• _EXCERPT TO READ_:
==================================================
Leading solar fuels research since 1994

Upcoming seminars at the Ångström laboratory

During summer vacations and conference season there there are no CAP activities. Check back for the first CAP meeting on September 3!

Previous news and events

Wednesday June 20, 2018, a talk was given by Wolfgang Lubitz,
Max-Planck-Insttute of chemical energy conversion, Mülheim, Germany.Title: "Structure and function of [NiFe] hydrogenases probed by spectroscopic and electrochemical techniques."Abstract: Hydrogenases catalyze the reversible heterolytic splitting of H2 at binuclear (NiFe or FeFe) metal centers. Understanding how these enzymes achieve their highg efficiencies is key to developing molecular catalysts for H2 conversion and production. To shed light on the catalytic cycles of these enzymes, intermedates are trapped and characterized by electrochemical and spectroscopic methods, using mostly vibrational spectroscopy and magnetic resonance techniques. The obtained parameters are verified by DFT calculations. The [NiFe] hydrogenases are quite well understood; important results are briefly reviewed. The field of [FeFe] hydrogenases has recently been revolutionized by the discovery of artificial maturation. The focus of this lecture will therefore be on these enzymes.

Wednesday May 16, 2018, a talk was given by Yogi Surendranath, Paul M. Cook Career Development Assistant Professor, Department of Chemistry, MIT

Title: "Bridging Molecular and Heterogeneous Electrocatalysis Through Graphite Conjugation"

Abstract: The efficient interconversion of electrical and chemical energy requires catalysts capable of accelerating complex multi-electron reactions at electrified interfaces. These reactions can be carried out at the metallic surface sites of heterogeneous electrocatalysts or via redox mediation at molecular electrocatalysts. Molecular catalysts yield readily to synthetic alteration of their redox properties and secondary coordination sphere, permitting systematic tuning of their activity and selectivity. Similar control is difficult to achieve with heterogeneous electrocatalysts because they typically exhibit a distribution of active site geometries and local electronic structures, which are recalcitrant to molecular-level synthetic modification. However, metallic heterogeneous electrocatalysts benefit from a continuum of electronic states which distribute the redox burden of a multi-electron transformation, enabling more efficient catalysis. We have developed a simple synthetic strategy for conjugating well-defined molecular catalyst active sites with the extended states of graphitic solids. Electrochemical and spectroscopic data indicate that these graphite-conjugated catalysts do not behave like their molecular analogues, but rather as metallic active sites with molecular definition, providing a unique bridge between the traditionally disparate fields of molecular and heterogeneous electrocatalysis.
==================================================
• _THE DATA_:
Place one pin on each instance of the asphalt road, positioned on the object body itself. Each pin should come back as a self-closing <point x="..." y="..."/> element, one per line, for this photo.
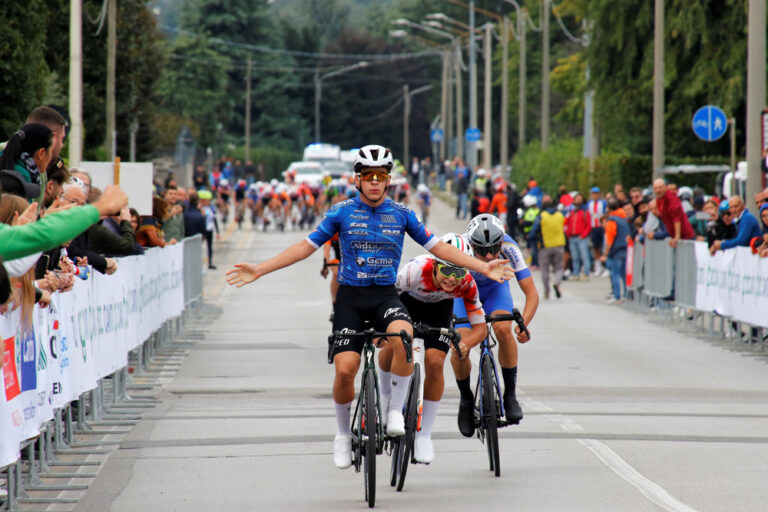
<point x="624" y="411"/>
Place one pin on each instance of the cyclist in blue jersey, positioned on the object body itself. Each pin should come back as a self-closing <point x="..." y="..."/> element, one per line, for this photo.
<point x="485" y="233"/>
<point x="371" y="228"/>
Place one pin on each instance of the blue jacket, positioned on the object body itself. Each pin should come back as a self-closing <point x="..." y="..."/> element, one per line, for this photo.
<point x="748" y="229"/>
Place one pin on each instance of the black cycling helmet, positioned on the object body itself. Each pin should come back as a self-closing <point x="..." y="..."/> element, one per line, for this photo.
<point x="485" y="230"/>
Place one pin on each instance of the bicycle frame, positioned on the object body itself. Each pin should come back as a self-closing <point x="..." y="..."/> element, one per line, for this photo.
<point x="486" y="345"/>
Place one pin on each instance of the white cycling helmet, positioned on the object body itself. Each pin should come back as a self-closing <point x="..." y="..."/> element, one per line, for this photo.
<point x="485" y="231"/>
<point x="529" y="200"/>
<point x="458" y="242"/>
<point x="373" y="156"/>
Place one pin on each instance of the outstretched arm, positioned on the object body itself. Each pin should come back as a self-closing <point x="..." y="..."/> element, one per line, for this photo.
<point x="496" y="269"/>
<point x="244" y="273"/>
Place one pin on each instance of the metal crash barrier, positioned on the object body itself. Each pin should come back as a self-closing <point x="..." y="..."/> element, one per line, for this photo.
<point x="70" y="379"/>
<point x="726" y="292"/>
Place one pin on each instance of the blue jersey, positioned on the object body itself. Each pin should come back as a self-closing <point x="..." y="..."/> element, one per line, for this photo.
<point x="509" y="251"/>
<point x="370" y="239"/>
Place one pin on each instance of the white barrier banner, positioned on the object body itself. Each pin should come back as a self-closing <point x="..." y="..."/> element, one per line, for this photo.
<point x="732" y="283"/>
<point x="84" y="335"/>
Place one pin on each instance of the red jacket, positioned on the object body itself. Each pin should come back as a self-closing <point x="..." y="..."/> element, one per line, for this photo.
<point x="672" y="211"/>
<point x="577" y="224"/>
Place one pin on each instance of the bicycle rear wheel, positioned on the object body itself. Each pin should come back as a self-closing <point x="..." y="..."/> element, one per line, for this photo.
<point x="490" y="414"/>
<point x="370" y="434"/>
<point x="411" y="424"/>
==================================================
• _BRIEF 1_: On the seminar page, what date is given for the first CAP meeting?
• _BRIEF 2_: Please summarize the seminar page in two sentences.
The listing has no connection to the seminar page.

• _TASK SOLUTION 1_: September 3.

• _TASK SOLUTION 2_: There are no CAP activities during summer vacations and conference season, and the first CAP meeting is on September 3. Previous talks included one by Wolfgang Lubitz on June 20, 2018, on the structure and function of [NiFe] hydrogenases, and one by Yogi Surendranath on May 16, 2018, on bridging molecular and heterogeneous electrocatalysis through graphite conjugation.